- Текст для чтения
==============================

Мы переехали!
Ищите наши новые материалы на SvobodaNews.ru.
Здесь хранятся только наши архивы (материалы, опубликованные до 16 января 2006 года)

 

 Новости  Темы дня  Программы  Архив  Частоты  Расписание  Сотрудники  Поиск  Часто задаваемые вопросы  E-mail
27.12.2024
 Эфир
Эфир Радио Свобода

 Новости
 Программы
 Поиск
  подробный запрос

 Радио Свобода
Поставьте ссылку на РС

Rambler's Top100
Рейтинг@Mail.ru
 Культура

Театральный выпуск "Поверх барьеров"

Мариво

Ведущая Марина Тимашева

Марина Тимашева: Спектакль новосибирского театра "Глобус" "Двойное непостоянство" на 100 процентов войдет в афишу будущей "Золотой маски" и будет претендовать на ее главную премию. А режиссер спектакля, 33-летний Дмитрий Черняков, будет номинирован сразу на две национальные премии - за работу в драматическом и музыкальном театрах. Именно он поставил в Большом театре "Похождения повесы", и его версию оперы Игоря Стравинского единодушно признали событием как театральные, так и музыкальные критики.

Тут надо заметить, что совсем молодой режиссер уже выдвигался на "Золотую маску" со спектаклем "Молодой Давид" - современной оперой в Новосибирском музыкальном театре и получил премию за спектакль "Сказание о невидимом граде Китеже и святой деве Февронии" Мариинского театра.

Дмитрий Черняков является совершенным уникумом и потому, что он одновременно и режиссер, и автор оформления спектаклей. Пьеса, которую он предложил театру "Глобус", тоже свидетельствует о незаурядности Дмитрия Чернякова. Обычно режиссеры только сетуют на отсутствие пьес: мол, современная драматургия - дрянь (что в основном правда), а Чехова ставить по 18-ому кругу тоже не хочется. Поискать в классических запасниках незаезженный, незатасканный материал им почему-то в голову не приходит. Зато пришло Чернякову.

В принципе, Пьер Карле де Шамблен де Мариво во Франции почитается вторым французским комедиографом после Мольера. Но, посудите сами, сколько вы видели в российских театрах мольеров и сколько Мариво? А уж что до пьесы "Двойное непостоянство", написанной в 1723 году, то, может, ее кто-то в России и ставил, но было это давно и, видимо, неправда.

Я спрашиваю у Мити, где он откопал такую диковину?

Дмитрий Черняков: Планировал я, кстати, совсем другое название, и в театр я приехал с другим названием. Но потом я понял, что это название было рассчитано на артистов-стариков и таких больших стариков, которыми не каждый театр обладает. И я решил, что надо брать то название, которое удачно попадает в театр, не приклеивать его к артистам, а как-то очень естественно на них это примерять, не насилуя, не натаскивая.

==============================

- Материал
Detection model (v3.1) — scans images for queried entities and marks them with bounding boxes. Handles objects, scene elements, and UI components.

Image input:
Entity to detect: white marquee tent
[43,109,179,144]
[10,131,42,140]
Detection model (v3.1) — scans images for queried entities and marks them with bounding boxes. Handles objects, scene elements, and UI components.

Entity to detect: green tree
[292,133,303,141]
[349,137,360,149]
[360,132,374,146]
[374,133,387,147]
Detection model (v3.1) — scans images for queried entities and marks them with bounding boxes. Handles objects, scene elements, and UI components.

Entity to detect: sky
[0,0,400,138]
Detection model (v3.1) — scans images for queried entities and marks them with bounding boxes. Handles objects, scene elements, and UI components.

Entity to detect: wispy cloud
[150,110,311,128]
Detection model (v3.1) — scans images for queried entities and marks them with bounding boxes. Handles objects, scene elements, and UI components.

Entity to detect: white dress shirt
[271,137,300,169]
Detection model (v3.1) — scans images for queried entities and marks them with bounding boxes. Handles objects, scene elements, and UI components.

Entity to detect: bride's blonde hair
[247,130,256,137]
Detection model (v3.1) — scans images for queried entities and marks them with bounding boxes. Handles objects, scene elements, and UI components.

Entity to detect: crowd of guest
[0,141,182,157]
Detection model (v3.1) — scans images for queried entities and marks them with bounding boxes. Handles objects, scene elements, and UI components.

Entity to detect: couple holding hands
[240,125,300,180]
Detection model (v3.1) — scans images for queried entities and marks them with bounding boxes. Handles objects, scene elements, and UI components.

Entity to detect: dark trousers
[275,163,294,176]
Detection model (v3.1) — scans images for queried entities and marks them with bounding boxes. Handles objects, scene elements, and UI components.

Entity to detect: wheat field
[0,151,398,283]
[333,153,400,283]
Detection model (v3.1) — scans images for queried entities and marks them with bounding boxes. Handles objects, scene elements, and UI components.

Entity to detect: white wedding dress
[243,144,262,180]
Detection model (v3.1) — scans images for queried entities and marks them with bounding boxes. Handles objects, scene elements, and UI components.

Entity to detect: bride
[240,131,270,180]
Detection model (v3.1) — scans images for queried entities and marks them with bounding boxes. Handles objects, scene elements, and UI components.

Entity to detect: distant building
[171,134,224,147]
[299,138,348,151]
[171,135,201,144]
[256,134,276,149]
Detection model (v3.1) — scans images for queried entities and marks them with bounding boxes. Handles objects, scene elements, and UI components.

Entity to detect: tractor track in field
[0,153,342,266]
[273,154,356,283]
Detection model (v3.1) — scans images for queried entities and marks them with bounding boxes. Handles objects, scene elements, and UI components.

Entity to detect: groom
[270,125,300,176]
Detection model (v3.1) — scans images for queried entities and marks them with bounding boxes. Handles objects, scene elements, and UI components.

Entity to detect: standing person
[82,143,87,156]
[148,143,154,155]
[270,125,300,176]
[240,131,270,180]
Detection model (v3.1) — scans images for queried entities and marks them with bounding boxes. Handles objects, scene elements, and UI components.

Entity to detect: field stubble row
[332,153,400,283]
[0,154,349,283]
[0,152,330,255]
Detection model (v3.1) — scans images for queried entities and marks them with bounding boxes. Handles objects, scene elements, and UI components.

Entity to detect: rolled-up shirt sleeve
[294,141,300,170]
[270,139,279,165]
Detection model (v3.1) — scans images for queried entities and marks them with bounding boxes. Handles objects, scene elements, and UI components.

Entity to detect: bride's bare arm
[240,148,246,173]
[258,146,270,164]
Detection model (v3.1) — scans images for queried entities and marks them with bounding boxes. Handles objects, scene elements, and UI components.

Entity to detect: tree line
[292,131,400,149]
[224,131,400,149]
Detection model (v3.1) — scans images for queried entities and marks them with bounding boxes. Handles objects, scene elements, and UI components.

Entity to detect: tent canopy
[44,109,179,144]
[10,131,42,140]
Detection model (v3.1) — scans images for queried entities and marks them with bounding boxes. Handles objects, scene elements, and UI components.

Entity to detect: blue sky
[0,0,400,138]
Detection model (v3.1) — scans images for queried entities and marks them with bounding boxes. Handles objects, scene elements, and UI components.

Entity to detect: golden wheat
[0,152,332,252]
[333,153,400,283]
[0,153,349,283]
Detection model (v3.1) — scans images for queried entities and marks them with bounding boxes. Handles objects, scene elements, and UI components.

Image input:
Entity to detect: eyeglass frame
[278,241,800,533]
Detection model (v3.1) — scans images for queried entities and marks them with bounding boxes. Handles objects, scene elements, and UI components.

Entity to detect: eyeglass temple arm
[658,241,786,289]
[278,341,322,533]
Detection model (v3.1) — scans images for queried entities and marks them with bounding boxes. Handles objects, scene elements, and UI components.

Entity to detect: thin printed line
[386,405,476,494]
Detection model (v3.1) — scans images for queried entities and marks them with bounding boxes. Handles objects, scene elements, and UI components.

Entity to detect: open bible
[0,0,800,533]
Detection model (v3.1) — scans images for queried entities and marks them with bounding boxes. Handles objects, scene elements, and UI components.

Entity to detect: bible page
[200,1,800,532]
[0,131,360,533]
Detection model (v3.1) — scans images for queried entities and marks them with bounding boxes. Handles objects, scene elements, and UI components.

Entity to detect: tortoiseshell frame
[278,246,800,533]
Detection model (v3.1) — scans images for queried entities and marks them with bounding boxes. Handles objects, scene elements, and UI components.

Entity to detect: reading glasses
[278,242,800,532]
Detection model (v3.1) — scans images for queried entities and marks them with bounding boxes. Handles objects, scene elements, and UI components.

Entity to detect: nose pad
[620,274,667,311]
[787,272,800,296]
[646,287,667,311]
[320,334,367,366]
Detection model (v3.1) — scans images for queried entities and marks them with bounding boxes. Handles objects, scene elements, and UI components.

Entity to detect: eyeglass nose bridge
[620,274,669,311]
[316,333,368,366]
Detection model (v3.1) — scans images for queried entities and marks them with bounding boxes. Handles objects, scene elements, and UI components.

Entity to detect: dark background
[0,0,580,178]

==============================

- Задания
• a. Перепишите слово в слово кусок текста о спектакле «Двойное непостоянство»: от слов «Дмитрий Черняков: Планировал» до слов «насилуя, не натаскивая.» включительно.
• b. В каком году, судя по тексту о спектакле «Двойное непостоянство», была написана эта пьеса?

- Ответы к заданиям
• a.
Дмитрий Черняков: Планировал я, кстати, совсем другое название, и в театр я приехал с другим названием. Но потом я понял, что это название было рассчитано на артистов-стариков и таких больших стариков, которыми не каждый театр обладает. И я решил, что надо брать то название, которое удачно попадает в театр, не приклеивать его к артистам, а как-то очень естественно на них это примерять, не насилуя, не натаскивая.

• b. В 1723 году.